DIRECTIVE — Pictures in the data below are not part of the copy; transcribe everything else exactly.
[start of RECORDS SHOWN]
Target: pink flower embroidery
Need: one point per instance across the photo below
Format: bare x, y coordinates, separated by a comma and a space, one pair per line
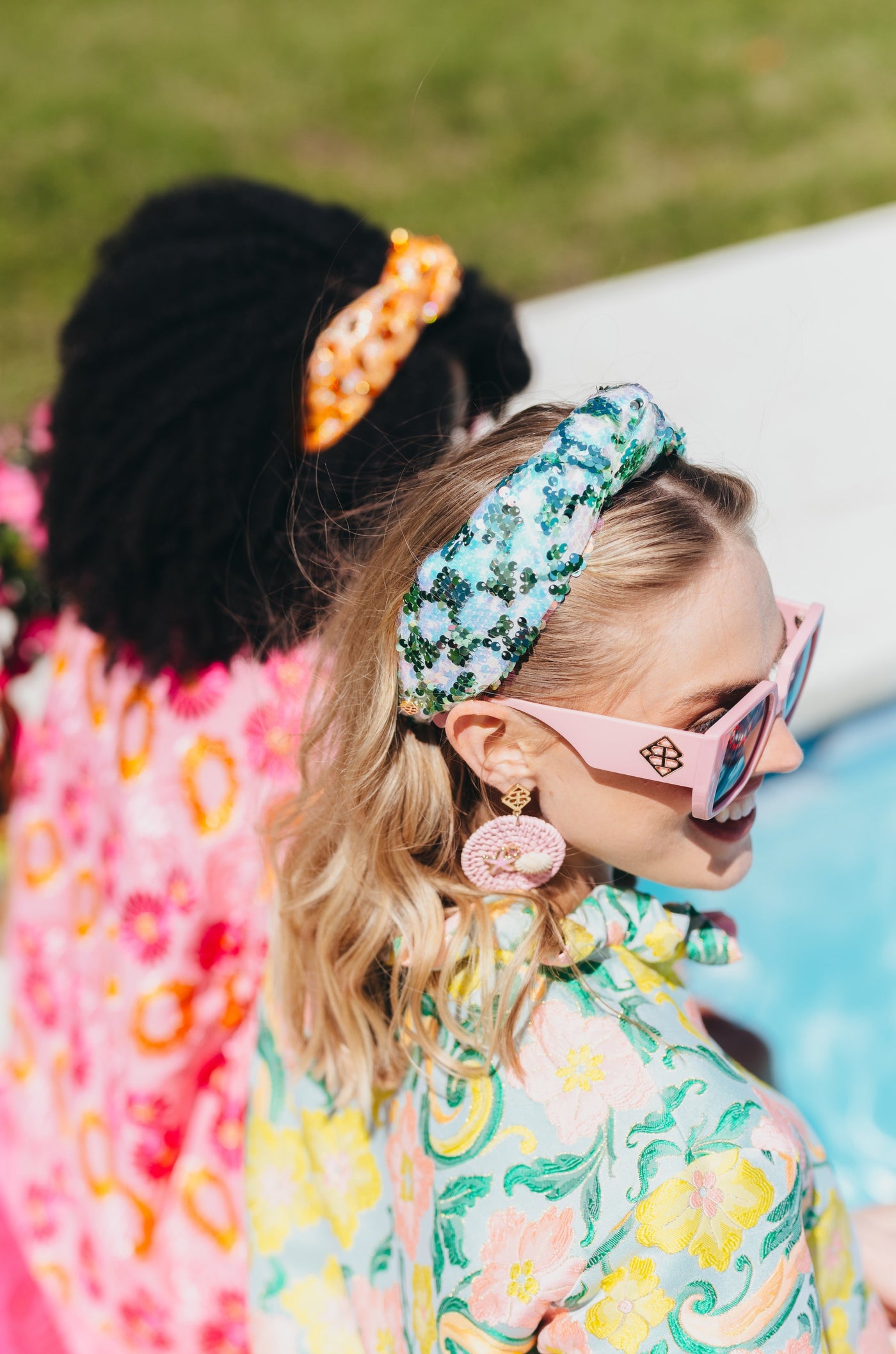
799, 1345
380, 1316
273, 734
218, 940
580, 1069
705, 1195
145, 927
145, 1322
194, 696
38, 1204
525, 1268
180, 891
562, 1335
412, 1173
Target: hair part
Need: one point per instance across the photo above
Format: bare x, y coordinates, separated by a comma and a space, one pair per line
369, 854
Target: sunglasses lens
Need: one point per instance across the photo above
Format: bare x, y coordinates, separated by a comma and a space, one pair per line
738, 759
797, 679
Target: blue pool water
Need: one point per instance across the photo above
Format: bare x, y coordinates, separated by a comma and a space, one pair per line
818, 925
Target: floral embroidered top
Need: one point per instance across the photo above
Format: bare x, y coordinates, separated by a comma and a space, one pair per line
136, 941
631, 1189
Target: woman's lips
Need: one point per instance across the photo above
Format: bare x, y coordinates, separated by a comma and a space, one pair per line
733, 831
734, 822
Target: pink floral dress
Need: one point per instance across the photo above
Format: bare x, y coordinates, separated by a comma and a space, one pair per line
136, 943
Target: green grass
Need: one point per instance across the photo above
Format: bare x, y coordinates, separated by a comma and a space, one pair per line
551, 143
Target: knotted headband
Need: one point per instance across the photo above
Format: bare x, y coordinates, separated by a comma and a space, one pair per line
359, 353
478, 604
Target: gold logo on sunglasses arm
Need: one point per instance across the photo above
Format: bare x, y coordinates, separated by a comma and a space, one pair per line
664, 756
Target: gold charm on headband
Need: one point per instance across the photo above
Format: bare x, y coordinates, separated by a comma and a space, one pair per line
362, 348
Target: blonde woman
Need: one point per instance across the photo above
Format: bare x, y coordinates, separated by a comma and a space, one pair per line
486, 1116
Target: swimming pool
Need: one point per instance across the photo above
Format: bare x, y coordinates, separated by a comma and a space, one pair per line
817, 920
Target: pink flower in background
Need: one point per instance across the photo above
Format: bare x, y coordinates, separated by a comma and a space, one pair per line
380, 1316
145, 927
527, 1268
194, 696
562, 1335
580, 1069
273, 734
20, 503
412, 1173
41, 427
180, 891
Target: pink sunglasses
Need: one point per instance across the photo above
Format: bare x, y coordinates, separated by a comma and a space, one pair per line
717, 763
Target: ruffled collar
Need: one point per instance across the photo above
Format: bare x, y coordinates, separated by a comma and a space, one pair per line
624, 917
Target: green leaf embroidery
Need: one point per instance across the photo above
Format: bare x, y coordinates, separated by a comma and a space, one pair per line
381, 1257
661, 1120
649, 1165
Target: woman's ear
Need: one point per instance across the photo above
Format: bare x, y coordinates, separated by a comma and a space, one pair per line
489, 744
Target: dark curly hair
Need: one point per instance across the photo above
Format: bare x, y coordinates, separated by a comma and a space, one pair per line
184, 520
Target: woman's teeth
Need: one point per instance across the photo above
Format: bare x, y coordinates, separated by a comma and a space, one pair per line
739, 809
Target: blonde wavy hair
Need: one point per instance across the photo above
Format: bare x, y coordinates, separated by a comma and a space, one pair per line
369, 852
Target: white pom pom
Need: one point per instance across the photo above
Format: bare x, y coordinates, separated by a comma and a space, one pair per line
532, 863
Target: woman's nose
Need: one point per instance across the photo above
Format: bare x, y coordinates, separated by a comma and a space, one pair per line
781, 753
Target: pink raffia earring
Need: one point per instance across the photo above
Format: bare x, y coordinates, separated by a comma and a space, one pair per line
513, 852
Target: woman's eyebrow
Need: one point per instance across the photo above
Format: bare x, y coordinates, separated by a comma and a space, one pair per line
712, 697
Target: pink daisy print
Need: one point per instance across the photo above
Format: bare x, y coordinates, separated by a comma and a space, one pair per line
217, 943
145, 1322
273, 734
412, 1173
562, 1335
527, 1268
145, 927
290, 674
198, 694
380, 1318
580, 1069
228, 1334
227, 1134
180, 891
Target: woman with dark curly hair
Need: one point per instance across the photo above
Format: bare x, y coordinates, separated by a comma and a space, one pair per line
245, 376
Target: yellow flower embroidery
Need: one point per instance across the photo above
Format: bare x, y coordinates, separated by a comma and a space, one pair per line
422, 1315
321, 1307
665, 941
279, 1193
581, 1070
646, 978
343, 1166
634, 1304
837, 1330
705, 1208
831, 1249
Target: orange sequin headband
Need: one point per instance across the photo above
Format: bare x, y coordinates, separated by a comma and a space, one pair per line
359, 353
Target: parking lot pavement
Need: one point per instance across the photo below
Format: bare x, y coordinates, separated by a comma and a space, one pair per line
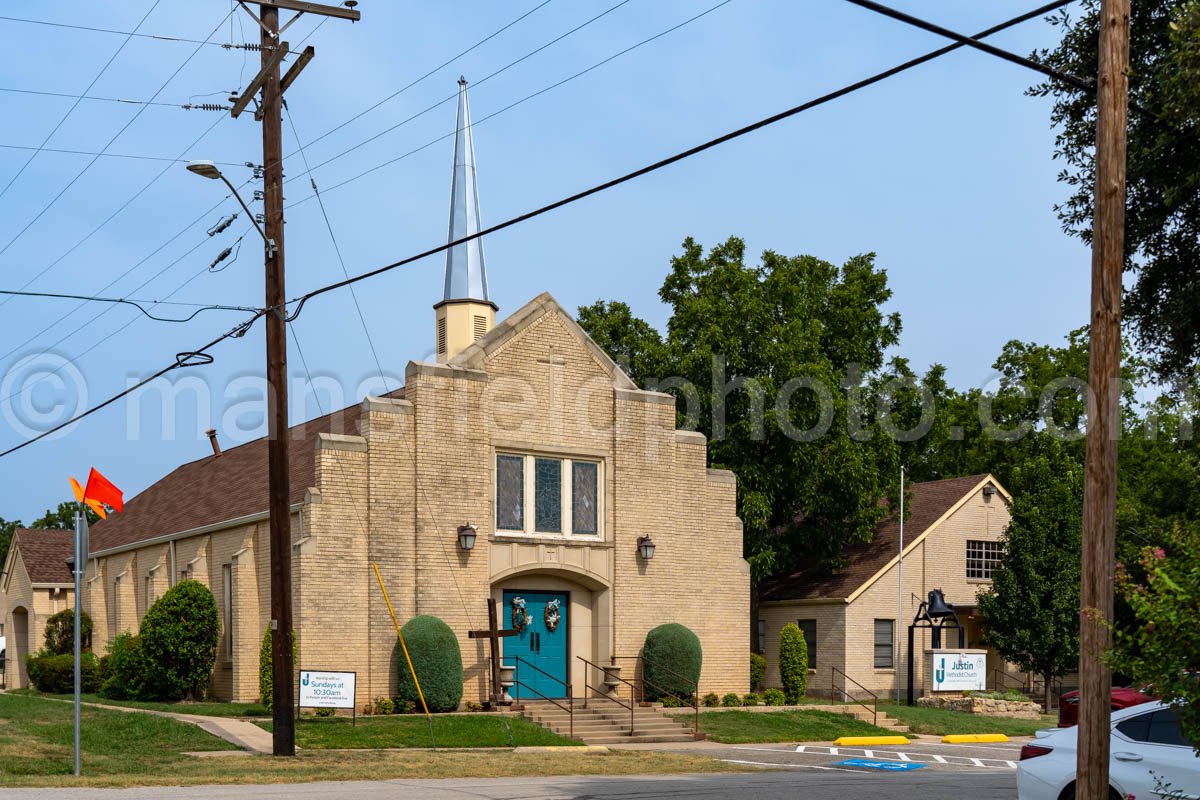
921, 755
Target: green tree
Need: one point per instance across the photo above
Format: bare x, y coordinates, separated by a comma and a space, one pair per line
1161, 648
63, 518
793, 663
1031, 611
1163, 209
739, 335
[end of RECORDS SHOWN]
THE ANSWER —
Target: pink flower embroidery
Need: one point per instance across the photo below
Format: bare x, y coordinates, separated by a comma and a space, one pair per line
799, 1345
380, 1316
273, 734
218, 940
580, 1069
705, 1195
145, 927
145, 1322
194, 696
38, 1204
525, 1268
180, 891
562, 1335
412, 1173
Target: hair part
Need: one point per instance across the photo above
Format: bare x, y coordinates, separated by a comma and a space, one pair per line
369, 854
Target: sunglasses lens
Need: one point per instance across the photo above
Format: bare x, y coordinates, separated by a comma and a space, one pair per line
738, 759
797, 679
Target: blue pool water
Need: one point per instance across the photo above
Format: bare x, y coordinates, separated by a comma and a space, one pair per line
818, 925
Target: floral embroidered top
Need: one point per instance across the photo above
Format: bare x, y coordinates, separated by a comma and a space, one pair per line
136, 941
631, 1189
Target: woman's lips
Need: one point per instance across the photo above
Format: bare x, y coordinates, separated by a comma and a space, one pair per line
733, 831
734, 822
Target: pink floral dress
Need: one point per instance across the photo above
Format: bare x, y coordinates, separated by a comma and a space, one pair per line
136, 943
Target: green grass
Need: one point per instance across the photo above
Format: bare x, y coordinates, separated by a comma and a space, one pair per line
551, 143
Target: knotted headband
Need: one point per instance across the photo above
Format: bare x, y coordinates, separated by a comma and a space, one pair per line
359, 353
478, 604
Target: gold logo on sunglasses arm
Need: one point per instance across the photo above
Format: bare x, y coordinates, separated by a comma and a space, one pair per line
664, 756
Target: gold charm on headband
Need: one point per instance across the photo above
Format: bare x, y coordinates, separated by a comma and a space, one pair per line
362, 348
Target: blonde woman
Need: one point per instance across the photo above
Format: bare x, y coordinates, separated by a comma and a space, one pair per line
486, 1116
Target: swimming pool
Need: one point per instance across the photo above
Format: bare x, y coordinates, separated by a comma and a space, one pair per line
817, 920
Target: pink flower in background
Need: one point per instance across the photo above
Format: bare x, y coordinates, separated by a comma and a space, one pair per line
380, 1316
145, 927
527, 1268
194, 696
562, 1335
580, 1069
273, 734
20, 503
412, 1173
41, 427
180, 891
Target: pink sunglasses
Need: one point per instance across the photo above
Format: bare x, y coordinates, separated by a comma and a space, one pair per line
717, 763
Target: ruffled collar
Need: one point per instance across the photo above
Format: bare x, y coordinates, separated by a comma and a space, one pair per line
624, 917
Target: green leaf embroidery
Need: one point per instance across the photo above
Format: bare x, y coordinates, separated by a comma and a space, one pair per line
381, 1257
661, 1120
649, 1165
Target: woman's ear
Need: one point per instance across the photo above
Format: bare x, y coordinates, separated by a comma and a space, one pair per line
489, 744
Target: dark curly hair
Need: one point per instance across the photo above
Format: bare x, y coordinates, separated by a comma and a space, one pair per line
184, 520
Target: woman's teeth
Need: one point per instance across the photo above
Format: bare x, y coordinates, separated by a comma and a space, one pair per line
739, 809
Target: blonde wavy hair
Need: one point per instance across the photo above
Format: bare x, y coordinates, separated by a comma and a space, one pair per line
369, 852
Target: white pom pom
Need: one point per instance across the photo above
Format: bare x, y coordinates, separated by a comma and a space, one pair per line
532, 863
Target: woman's nose
Need: one point per instance across the photo above
Format: bare x, y coordinates, separated by a comma and a space, one pair per line
781, 753
Target: pink raffia earring
Need: one point per instance across the photo above
Format: bare x, y coordinates, separated by a comma and a space, one pair per line
513, 852
Target: woman's eyebrow
Need: one point per instance across the photo above
Format: bare x, y coordinates, separated by a comma and a space, one pair per line
712, 697
Target: pink daisy print
Need: one point per instance across the photo above
Format: bare x, y coordinates, separated by a comma and a space, one pair per line
217, 943
145, 1322
273, 734
412, 1173
562, 1335
527, 1268
145, 927
290, 674
198, 694
380, 1318
580, 1069
228, 1334
227, 1134
180, 891
Target: woman with dark curly hair
Need: one point per instance across the photo above
Format: bare x, y coordinates, separated by a comma and a space, one pair per line
245, 376
Target: yellow flower embroidery
Need: one point per instance across the photo above
Format: bare x, y coordinates, separated by a comma and a space, one pair per line
422, 1315
321, 1307
665, 941
279, 1193
581, 1070
646, 978
343, 1166
634, 1304
837, 1330
705, 1208
831, 1249
Target: orange sequin headband
Need: one point per instance across the photo above
Format: bare x, y coordinates, separated by a comma and a space, one pair per line
359, 353
Target: parking lot pavement
Need: one point per instance across the photo below
Format: bare x, y coordinates, separated by a comma and a space, one pair per line
921, 755
Target: green tree
Need: one point per instance across the photo above
Format: bare x, y coordinates, separated by a comma and a space, one pair per line
1161, 648
63, 518
793, 663
1031, 611
1163, 209
739, 335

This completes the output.